▶ **THE EXERCISE**
Rewrite the material from the line containing "of the rocky" through the end, swapping "bounding region" for "bounding box" and leaving everything else unchanged.

►

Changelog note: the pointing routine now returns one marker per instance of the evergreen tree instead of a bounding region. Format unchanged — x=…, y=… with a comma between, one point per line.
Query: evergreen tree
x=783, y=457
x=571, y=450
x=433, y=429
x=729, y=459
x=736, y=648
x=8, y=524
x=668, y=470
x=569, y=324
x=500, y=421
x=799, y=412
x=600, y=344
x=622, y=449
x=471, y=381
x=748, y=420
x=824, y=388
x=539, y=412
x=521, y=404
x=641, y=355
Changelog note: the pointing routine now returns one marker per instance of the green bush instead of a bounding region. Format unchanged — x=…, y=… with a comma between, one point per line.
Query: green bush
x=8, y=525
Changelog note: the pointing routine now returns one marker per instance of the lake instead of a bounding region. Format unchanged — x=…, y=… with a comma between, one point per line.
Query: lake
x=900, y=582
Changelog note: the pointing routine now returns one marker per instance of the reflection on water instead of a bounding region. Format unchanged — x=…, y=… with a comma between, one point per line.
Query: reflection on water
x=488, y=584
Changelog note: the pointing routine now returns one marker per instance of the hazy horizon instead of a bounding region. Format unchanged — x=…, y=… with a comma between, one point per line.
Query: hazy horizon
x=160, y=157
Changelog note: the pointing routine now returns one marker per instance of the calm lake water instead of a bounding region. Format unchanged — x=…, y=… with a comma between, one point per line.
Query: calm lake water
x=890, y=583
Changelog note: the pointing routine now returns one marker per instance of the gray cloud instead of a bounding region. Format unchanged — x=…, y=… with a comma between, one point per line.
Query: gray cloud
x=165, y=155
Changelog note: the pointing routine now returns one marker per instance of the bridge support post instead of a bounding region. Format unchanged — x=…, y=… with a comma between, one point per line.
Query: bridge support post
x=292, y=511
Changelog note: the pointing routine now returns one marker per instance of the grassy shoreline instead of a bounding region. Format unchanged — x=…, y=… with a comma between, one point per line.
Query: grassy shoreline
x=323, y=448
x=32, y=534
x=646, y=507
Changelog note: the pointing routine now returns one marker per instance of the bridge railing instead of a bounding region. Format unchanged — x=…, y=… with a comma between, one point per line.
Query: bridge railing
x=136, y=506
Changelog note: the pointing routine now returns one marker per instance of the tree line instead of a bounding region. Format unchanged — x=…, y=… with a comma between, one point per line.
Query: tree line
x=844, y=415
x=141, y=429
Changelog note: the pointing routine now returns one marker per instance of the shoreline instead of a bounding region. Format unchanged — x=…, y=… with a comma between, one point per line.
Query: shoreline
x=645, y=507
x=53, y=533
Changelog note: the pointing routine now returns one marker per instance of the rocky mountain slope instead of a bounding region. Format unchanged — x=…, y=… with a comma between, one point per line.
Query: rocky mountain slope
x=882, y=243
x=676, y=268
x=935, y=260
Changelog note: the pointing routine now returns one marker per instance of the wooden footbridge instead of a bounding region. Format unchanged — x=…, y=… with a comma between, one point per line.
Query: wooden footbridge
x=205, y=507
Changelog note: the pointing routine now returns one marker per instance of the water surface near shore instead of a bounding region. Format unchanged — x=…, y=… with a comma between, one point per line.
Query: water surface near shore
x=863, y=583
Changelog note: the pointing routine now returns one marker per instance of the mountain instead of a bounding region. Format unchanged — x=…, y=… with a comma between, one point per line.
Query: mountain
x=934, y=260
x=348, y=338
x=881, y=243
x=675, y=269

◄

▶ **EXERCISE RESULT**
Changelog note: the pointing routine now returns one marker per instance of the rocky mountain slope instead of a bounding box. Format unchanged — x=…, y=… with a comma between, one point per line.
Query: rocky mountain slope
x=882, y=243
x=676, y=268
x=935, y=260
Changelog note: the pointing routine now returns one marker per instance of the wooden footbridge instead of a bounding box. Format unchanged — x=…, y=… with a comma between, one point per line.
Query: wooden footbridge
x=205, y=507
Changelog note: the pointing routine now returns one marker per instance of the water surface near shore instead of a bounding box. Format unchanged — x=…, y=… with a comma between, one point per line.
Query: water surface near shore
x=863, y=583
Changelog note: the pointing routine now returns one marker per instance of the mountain instead of a bounding box. Format unchanged — x=…, y=… with a comma between, one point per line.
Query: mountain
x=934, y=260
x=348, y=338
x=881, y=243
x=675, y=269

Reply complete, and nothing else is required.